Zadanie ->
Skopiuj w całości, bez żadnych zmian, fragment o misji kapitana Roberta Trimble'a.

Wybrany fragment ->
▽

Chciałbym przytoczyć każdy epizod z misji kapitana Roberta Trimble - nie da się. Raz, że to niewykonalne, dwa że odebrałby przyjemność czytania tych niezwykłych losów. Spodziewalibyście się spotkać na kartach "Ocalić jeńców!"... Kozaków? A opis losu, tak mi bliskiego sercu, Poznania? Dacie wiarę, że odnalezionych byłych jeńców alianckich Sowieci rozlokowywali np. na Majdanku? Tak, na terenie dawnego Konzentrationslager! To są te niespodzianki, jakie niosą z sobą takie książki. Chwilami łapiemy się na tym, że uczestniczymy w jakieś grze, że może to jakaś szpiegowska opowieść, kolejna przygodowa opowieść? Po chwili dociera do nas, że to jednak prawda. Stąpamy ścieżkami kapitana R. Trimble'a. 
"Wkroczywszy do obozu [Stalagu III C w Alt Drewitz, obecnie Kostrzyn-Drzewice - przyp. KN], czerwonoarmiści metodycznie przeszukiwali budynki, rozstrzeliwując na miejscu schwytanych Niemców. Poszli również do stojącego nieco na uboczu baraku zamieszkiwanego przez dziesiątki radzieckich jeńców, którzy zarazili się gruźlicą w czasie niedawnej epidemii. Z budynku dobiegły odgłosy strzałów z broni maszynowej i po chwili grupa czerwonoarmistów pojawiła się na placu" -  tę historię kapitan  R. Trimble usłyszał od uratowanego przez siebie Jima McNeish'a. Wcześniej, nim zajęto stalag, Sowieci ostrzelali kolumnę jeńców. Maskarą później zainteresowali się Amerykanie. Tłumaczenia sowieckie były delikatnie mówiąc pokrętne. Nie wpływało to pozytywnie na wzajemne relacje sowiecko-amerykańskie.  Rosja nieufność wobec wschodniego alianta. Tym bardziej, że strona radziecka nawet bagatelizowała umowy jałtańskie dotyczące traktowania byłych jeńców amerykańskich. Autorzy cytują samego... Stalina. Ale ja przypomnę zapis z listu ambasadora USA w Moskwie, Averella Harrimana (w przyszłości kandydat demokratów do objęcia urzędu prezydenta, przegrał z D. Eisenhowerem): "Kiedy historia o traktowaniu naszych uwolnionych jeńców przez Rosjan przeniknie do prasy, nie będę mógł nic zrobić, a przeczuwam, że wywoła to wielką i trwałą urazę ze strony narodu amerykańskiego".

△

Fragmenty danych ->
▽

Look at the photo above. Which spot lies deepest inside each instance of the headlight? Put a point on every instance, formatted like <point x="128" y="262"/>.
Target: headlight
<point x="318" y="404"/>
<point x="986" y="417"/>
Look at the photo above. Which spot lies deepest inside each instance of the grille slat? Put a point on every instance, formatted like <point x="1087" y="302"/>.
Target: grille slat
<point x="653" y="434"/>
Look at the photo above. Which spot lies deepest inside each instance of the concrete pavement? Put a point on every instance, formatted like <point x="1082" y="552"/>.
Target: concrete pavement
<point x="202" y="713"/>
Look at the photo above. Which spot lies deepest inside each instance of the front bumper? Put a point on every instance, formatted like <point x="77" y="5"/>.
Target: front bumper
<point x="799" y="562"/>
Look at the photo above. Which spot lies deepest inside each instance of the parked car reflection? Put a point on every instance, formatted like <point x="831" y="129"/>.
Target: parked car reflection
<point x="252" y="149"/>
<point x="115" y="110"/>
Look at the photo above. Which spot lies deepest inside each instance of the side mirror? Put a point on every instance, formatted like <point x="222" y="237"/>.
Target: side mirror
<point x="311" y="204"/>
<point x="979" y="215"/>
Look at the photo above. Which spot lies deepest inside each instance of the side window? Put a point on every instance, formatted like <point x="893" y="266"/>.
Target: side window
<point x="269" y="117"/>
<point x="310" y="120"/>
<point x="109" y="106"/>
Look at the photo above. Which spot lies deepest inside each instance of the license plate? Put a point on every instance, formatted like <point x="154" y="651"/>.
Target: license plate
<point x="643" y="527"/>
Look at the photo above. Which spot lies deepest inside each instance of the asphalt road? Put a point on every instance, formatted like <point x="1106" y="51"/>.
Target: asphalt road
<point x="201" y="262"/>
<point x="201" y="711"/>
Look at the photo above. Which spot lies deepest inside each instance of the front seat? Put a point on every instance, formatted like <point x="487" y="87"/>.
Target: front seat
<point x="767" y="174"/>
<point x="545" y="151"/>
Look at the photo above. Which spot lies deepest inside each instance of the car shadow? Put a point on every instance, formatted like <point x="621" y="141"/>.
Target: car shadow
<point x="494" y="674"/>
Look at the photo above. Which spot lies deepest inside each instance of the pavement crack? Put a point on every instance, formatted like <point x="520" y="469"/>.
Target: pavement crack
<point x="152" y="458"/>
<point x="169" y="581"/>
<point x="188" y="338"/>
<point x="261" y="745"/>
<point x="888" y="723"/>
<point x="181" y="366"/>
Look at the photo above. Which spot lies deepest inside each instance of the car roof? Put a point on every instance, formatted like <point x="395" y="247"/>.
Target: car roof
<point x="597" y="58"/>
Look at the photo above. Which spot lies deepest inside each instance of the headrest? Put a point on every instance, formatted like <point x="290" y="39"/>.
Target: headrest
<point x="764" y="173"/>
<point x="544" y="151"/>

△

Odpowiedź ->
Chciałbym przytoczyć każdy epizod z misji kapitana Roberta Trimble - nie da się. Raz, że to niewykonalne, dwa że odebrałby przyjemność czytania tych niezwykłych losów. Spodziewalibyście się spotkać na kartach "Ocalić jeńców!"... Kozaków? A opis losu, tak mi bliskiego sercu, Poznania? Dacie wiarę, że odnalezionych byłych jeńców alianckich Sowieci rozlokowywali np. na Majdanku? Tak, na terenie dawnego Konzentrationslager! To są te niespodzianki, jakie niosą z sobą takie książki. Chwilami łapiemy się na tym, że uczestniczymy w jakieś grze, że może to jakaś szpiegowska opowieść, kolejna przygodowa opowieść? Po chwili dociera do nas, że to jednak prawda. Stąpamy ścieżkami kapitana R. Trimble'a. 
"Wkroczywszy do obozu [Stalagu III C w Alt Drewitz, obecnie Kostrzyn-Drzewice - przyp. KN], czerwonoarmiści metodycznie przeszukiwali budynki, rozstrzeliwując na miejscu schwytanych Niemców. Poszli również do stojącego nieco na uboczu baraku zamieszkiwanego przez dziesiątki radzieckich jeńców, którzy zarazili się gruźlicą w czasie niedawnej epidemii. Z budynku dobiegły odgłosy strzałów z broni maszynowej i po chwili grupa czerwonoarmistów pojawiła się na placu" -  tę historię kapitan  R. Trimble usłyszał od uratowanego przez siebie Jima McNeish'a. Wcześniej, nim zajęto stalag, Sowieci ostrzelali kolumnę jeńców. Maskarą później zainteresowali się Amerykanie. Tłumaczenia sowieckie były delikatnie mówiąc pokrętne. Nie wpływało to pozytywnie na wzajemne relacje sowiecko-amerykańskie.  Rosja nieufność wobec wschodniego alianta. Tym bardziej, że strona radziecka nawet bagatelizowała umowy jałtańskie dotyczące traktowania byłych jeńców amerykańskich. Autorzy cytują samego... Stalina. Ale ja przypomnę zapis z listu ambasadora USA w Moskwie, Averella Harrimana (w przyszłości kandydat demokratów do objęcia urzędu prezydenta, przegrał z D. Eisenhowerem): "Kiedy historia o traktowaniu naszych uwolnionych jeńców przez Rosjan przeniknie do prasy, nie będę mógł nic zrobić, a przeczuwam, że wywoła to wielką i trwałą urazę ze strony narodu amerykańskiego".